§ Exercise
Please reproduce each of the items below word for word, changing nothing.

Region labeling items
— Start —

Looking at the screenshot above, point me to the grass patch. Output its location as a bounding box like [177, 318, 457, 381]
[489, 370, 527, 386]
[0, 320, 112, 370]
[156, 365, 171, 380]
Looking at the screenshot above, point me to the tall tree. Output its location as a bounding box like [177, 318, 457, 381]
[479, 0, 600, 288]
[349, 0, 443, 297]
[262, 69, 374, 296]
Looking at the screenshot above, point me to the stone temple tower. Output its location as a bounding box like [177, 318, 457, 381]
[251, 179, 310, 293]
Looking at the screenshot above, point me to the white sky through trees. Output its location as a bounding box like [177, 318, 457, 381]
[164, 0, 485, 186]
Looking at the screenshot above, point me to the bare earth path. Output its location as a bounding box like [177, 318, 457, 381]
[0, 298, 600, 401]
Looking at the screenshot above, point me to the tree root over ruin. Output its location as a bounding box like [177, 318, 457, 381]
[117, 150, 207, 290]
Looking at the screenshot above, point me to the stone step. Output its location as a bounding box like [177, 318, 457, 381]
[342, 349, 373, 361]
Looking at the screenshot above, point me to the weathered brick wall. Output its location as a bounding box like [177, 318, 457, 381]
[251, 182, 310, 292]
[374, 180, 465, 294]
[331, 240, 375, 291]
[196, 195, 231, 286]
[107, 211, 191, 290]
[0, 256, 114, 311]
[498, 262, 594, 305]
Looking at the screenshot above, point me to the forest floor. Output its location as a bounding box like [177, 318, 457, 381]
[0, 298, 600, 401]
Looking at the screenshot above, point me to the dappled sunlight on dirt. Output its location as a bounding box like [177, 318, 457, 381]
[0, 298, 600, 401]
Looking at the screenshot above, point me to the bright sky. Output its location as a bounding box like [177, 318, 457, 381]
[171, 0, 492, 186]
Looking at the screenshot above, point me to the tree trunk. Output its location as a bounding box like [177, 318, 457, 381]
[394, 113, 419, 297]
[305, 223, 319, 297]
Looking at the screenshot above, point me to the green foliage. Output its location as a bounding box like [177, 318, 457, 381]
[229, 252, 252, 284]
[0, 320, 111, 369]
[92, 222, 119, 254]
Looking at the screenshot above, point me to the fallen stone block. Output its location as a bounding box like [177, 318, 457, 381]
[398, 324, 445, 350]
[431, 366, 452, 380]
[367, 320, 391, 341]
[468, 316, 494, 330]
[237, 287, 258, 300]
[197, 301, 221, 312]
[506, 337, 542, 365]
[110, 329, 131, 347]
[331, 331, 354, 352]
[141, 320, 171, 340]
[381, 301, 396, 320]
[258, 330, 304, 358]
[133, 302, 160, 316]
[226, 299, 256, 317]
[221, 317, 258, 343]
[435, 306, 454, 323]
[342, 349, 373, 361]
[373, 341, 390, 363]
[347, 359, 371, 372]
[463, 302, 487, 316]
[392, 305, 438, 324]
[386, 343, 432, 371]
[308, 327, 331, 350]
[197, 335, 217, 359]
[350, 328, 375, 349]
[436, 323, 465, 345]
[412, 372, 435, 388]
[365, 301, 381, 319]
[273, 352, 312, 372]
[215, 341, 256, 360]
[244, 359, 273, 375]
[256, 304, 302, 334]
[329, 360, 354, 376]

— End —

§ Solution to the problem
Looking at the screenshot above, point me to the grass patch. Output its location as a bounding box like [177, 318, 457, 381]
[489, 370, 527, 386]
[0, 320, 112, 370]
[156, 365, 171, 380]
Looking at the screenshot above, point me to the tall tree. Output its location as a bounding box like [177, 318, 457, 381]
[479, 0, 600, 288]
[349, 0, 443, 297]
[262, 69, 374, 296]
Looking at the screenshot above, point me to the stone temple tower. Output its location as a bounding box like [177, 318, 457, 381]
[251, 179, 310, 293]
Looking at the screenshot above, point me to the white sky through trees. Output its location as a bounding box like [177, 318, 457, 381]
[164, 0, 485, 186]
Looking at the screenshot above, point me to the bare earth path. Output its location as a bounding box like [177, 318, 457, 381]
[0, 298, 600, 401]
Looking at the screenshot above, point me to the tree root over ruin. Output its location as a bounding box like [177, 318, 457, 381]
[117, 150, 207, 290]
Looking at the screenshot above, point me to the stone step. Output its location as a bounding box like [177, 318, 457, 381]
[342, 349, 373, 361]
Looking at the screenshot above, point me to the weathered brick wall. Output its location as a bounding box like [177, 318, 457, 381]
[251, 182, 310, 292]
[374, 180, 465, 294]
[331, 240, 375, 291]
[196, 195, 231, 286]
[107, 211, 191, 290]
[0, 256, 114, 311]
[498, 262, 594, 305]
Looking at the screenshot above, point me to the forest floor. Output its location as a bounding box like [177, 318, 457, 381]
[0, 298, 600, 401]
Looking at the screenshot above, point me to the dappled sunlight on dirt. Output its location as a bounding box like [177, 318, 457, 381]
[0, 298, 600, 401]
Looking at the screenshot above, point me to the bright sky. Output its location as a bounding box like [177, 318, 457, 381]
[171, 0, 492, 186]
Looking at the screenshot above, point me to the tree trunk. Output its location as a bounding box like [177, 318, 457, 381]
[394, 113, 419, 297]
[305, 223, 319, 297]
Looking at the screenshot above, point me to the green foliage. Output its location as a bounding box like [177, 318, 457, 381]
[229, 252, 252, 284]
[0, 320, 111, 369]
[92, 222, 119, 254]
Looking at the screenshot above, point me to the fallen stone block. Output its location as a bounding box like [177, 318, 457, 381]
[398, 324, 445, 350]
[431, 366, 452, 380]
[367, 320, 391, 341]
[468, 316, 494, 330]
[237, 287, 258, 300]
[197, 301, 221, 312]
[506, 337, 542, 365]
[110, 329, 131, 347]
[331, 331, 354, 352]
[141, 320, 171, 340]
[381, 301, 396, 320]
[258, 330, 304, 358]
[133, 302, 160, 316]
[226, 299, 256, 317]
[221, 317, 258, 343]
[435, 306, 454, 323]
[342, 349, 373, 361]
[373, 341, 390, 363]
[347, 359, 371, 372]
[463, 302, 487, 316]
[392, 305, 438, 324]
[386, 343, 432, 371]
[308, 327, 331, 350]
[197, 335, 217, 359]
[350, 328, 375, 349]
[436, 323, 465, 345]
[412, 372, 435, 388]
[365, 301, 381, 319]
[273, 352, 312, 372]
[215, 341, 256, 360]
[244, 359, 273, 375]
[256, 304, 302, 334]
[329, 360, 354, 376]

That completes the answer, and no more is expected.